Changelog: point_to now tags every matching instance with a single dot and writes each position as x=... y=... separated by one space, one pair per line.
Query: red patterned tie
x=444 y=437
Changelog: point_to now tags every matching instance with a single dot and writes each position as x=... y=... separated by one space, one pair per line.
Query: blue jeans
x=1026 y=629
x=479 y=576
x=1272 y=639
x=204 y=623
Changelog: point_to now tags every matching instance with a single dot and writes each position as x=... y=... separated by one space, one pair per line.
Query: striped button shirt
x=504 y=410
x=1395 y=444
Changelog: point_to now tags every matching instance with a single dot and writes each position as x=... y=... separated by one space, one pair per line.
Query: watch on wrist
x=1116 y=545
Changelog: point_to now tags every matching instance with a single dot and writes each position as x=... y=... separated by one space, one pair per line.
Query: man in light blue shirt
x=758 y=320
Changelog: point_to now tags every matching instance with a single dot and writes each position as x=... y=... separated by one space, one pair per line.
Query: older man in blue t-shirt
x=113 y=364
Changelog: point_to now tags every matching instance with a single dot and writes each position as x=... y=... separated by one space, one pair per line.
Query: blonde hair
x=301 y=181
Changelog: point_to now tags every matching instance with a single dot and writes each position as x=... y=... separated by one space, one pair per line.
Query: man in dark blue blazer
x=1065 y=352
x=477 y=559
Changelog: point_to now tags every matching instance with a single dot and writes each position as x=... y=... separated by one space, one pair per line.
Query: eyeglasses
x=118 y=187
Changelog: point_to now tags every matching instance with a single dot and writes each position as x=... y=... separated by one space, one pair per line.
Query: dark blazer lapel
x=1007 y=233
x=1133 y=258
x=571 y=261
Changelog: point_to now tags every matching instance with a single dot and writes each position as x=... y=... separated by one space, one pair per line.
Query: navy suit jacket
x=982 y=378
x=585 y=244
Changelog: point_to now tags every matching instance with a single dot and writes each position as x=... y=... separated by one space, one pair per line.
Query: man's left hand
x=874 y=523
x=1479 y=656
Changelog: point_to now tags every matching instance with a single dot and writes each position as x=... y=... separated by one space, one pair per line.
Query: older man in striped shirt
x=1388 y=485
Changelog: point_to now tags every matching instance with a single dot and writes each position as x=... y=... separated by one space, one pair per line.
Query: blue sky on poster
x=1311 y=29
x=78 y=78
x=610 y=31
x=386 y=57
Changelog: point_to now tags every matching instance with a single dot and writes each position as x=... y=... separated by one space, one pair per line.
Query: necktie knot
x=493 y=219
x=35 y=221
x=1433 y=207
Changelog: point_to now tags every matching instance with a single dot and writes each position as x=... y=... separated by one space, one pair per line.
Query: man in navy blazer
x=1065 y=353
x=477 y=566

•••••

▸ Written task:
Rewrite all the records, changing every "Query" to "Search" and leaving everything else as it is.

▸ Expected answer:
Changelog: point_to now tags every matching instance with a single dot and writes each position as x=... y=... separated by one space, one pair per line.
Search: red patterned tie
x=444 y=437
Changelog: point_to now tags every matching instance with a single dot and writes each position as x=... y=... separated by one space, one pair per line.
Search: blue jeans
x=1026 y=629
x=479 y=576
x=1272 y=639
x=204 y=623
Changelog: point_to now tags every matching instance with a single dot and writes each position as x=... y=... separated by one space, one pair per line.
Search: striped button shirt
x=504 y=410
x=1395 y=444
Changelog: point_to now tags every matching instance with a single dot and writes each position as x=... y=... separated by one space, one pair per line.
Search: watch on wrist
x=1116 y=545
Changelog: point_to now tags every matching instance with a single dot and writes each position as x=... y=... separated by one space, one pair per line.
Search: man in light blue shirt
x=758 y=320
Changelog: point_to now tags every matching instance with a single dot and writes each position as x=... y=... separated by one space, one pair per line.
Search: older man in blue t-shirt
x=113 y=364
Changelog: point_to now tags every matching instance with a single dot and writes each position as x=... y=... separated by one space, one pair per line.
Search: blonde hair
x=301 y=181
Changelog: point_to now tags every matching instance with a single dot and writes each position as x=... y=... separated by one space, one pair per line.
Search: man in dark blue blazer
x=1065 y=352
x=477 y=559
Changelog: point_to now tags every matching instance with a single dot and writes each position as x=... y=... separated by one space, one pair per line.
Search: eyeglasses
x=118 y=187
Changelog: point_to now tags every matching instance with a single dot and writes each position as x=... y=... separated by one space, one pair per line.
Search: dark blazer lapel
x=1007 y=233
x=1133 y=258
x=571 y=261
Changelog: point_to now tags every matching instance with a single dot and writes each position as x=... y=... separated by one space, one pair per line.
Search: navy suit jacket
x=982 y=378
x=585 y=244
Changelog: point_to now tags every matching instance with a single dot and writes each position as x=... y=... separated by one space, one pair per line.
Search: man's left hand
x=874 y=523
x=1479 y=656
Changelog: point_to now tags every matching instance with a single dot and writes each position as x=... y=... separated by one space, one pair per line.
Search: older man in striped shirt
x=1388 y=485
Changelog: point_to now tags every matching instance with a single dot and writes each position as x=... y=... separated by one space, one pair per line.
Search: blue sky on poster
x=1311 y=29
x=78 y=78
x=610 y=31
x=386 y=57
Changelog: point_to now tags every matching instance with a single dot and writes each position as x=... y=... separated by one space, one pair per line.
Search: necktie knot
x=493 y=219
x=35 y=221
x=1433 y=207
Changelog: point_to now tags every matching instance with a single dot and writes each position as x=... y=... separated by one space, one pair per line.
Search: man in navy blazer
x=1065 y=353
x=477 y=566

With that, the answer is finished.